(Beginning of Reading passage)

The whole nation took notice of ELF in 1998, when, protesting the expansion of a ski resort in Vail, Colorado, which would potentially destroy the state’s lynx habitat, the group burned down seven resort structures, resulting in $24.5 million worth of damage. “It was the biggest act of sabotage that had happened in U.S. history,” said Pickering. “It went from local television who were contacting us to Rolling Stone magazine and 60 Minutes.” To deal with all the press attention, Pickering, along with Rosebraugh, established the Earth Liberation Front Press Office in 1999, with Pickering serving as a figurehead of sorts for this leaderless movement.

(End of Reading passage)
(Beginning of Source information)

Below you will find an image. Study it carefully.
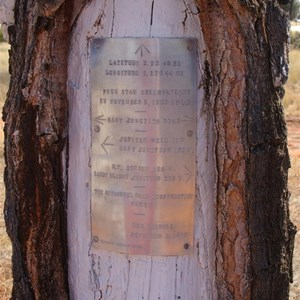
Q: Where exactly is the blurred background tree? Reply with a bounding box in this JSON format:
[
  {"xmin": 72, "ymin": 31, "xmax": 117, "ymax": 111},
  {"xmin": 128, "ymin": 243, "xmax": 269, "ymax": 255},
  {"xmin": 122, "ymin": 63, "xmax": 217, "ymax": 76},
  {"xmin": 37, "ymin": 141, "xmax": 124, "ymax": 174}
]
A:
[{"xmin": 279, "ymin": 0, "xmax": 300, "ymax": 20}]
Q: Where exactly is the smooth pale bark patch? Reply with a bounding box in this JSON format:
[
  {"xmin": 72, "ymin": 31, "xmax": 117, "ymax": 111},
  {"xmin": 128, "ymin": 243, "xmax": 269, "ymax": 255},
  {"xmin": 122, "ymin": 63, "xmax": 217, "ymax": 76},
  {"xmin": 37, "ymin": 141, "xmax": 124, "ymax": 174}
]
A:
[{"xmin": 68, "ymin": 0, "xmax": 216, "ymax": 299}]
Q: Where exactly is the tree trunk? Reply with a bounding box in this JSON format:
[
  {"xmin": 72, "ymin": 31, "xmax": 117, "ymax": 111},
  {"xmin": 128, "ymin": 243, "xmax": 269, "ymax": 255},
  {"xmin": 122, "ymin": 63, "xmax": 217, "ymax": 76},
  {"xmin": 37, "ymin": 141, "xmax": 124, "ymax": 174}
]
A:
[{"xmin": 0, "ymin": 0, "xmax": 295, "ymax": 300}]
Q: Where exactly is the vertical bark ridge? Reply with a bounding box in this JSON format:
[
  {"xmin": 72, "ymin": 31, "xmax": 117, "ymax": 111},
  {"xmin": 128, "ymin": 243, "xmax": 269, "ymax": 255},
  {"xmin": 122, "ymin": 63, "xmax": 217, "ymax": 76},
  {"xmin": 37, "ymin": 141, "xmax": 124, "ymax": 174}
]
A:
[
  {"xmin": 3, "ymin": 0, "xmax": 72, "ymax": 299},
  {"xmin": 198, "ymin": 0, "xmax": 250, "ymax": 299},
  {"xmin": 198, "ymin": 0, "xmax": 295, "ymax": 299}
]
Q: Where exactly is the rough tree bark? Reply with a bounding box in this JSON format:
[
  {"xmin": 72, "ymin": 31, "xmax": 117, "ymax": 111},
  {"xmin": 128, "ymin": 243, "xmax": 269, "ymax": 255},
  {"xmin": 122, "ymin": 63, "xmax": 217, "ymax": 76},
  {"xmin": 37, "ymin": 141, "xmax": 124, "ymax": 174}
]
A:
[{"xmin": 3, "ymin": 0, "xmax": 295, "ymax": 299}]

(End of Source information)

Your goal | Copy out the passage on the Earth Liberation Front's 1998 Vail arson in full, word for word.

Answer for the task |
The whole nation took notice of ELF in 1998, when, protesting the expansion of a ski resort in Vail, Colorado, which would potentially destroy the state’s lynx habitat, the group burned down seven resort structures, resulting in $24.5 million worth of damage. “It was the biggest act of sabotage that had happened in U.S. history,” said Pickering. “It went from local television who were contacting us to Rolling Stone magazine and 60 Minutes.” To deal with all the press attention, Pickering, along with Rosebraugh, established the Earth Liberation Front Press Office in 1999, with Pickering serving as a figurehead of sorts for this leaderless movement.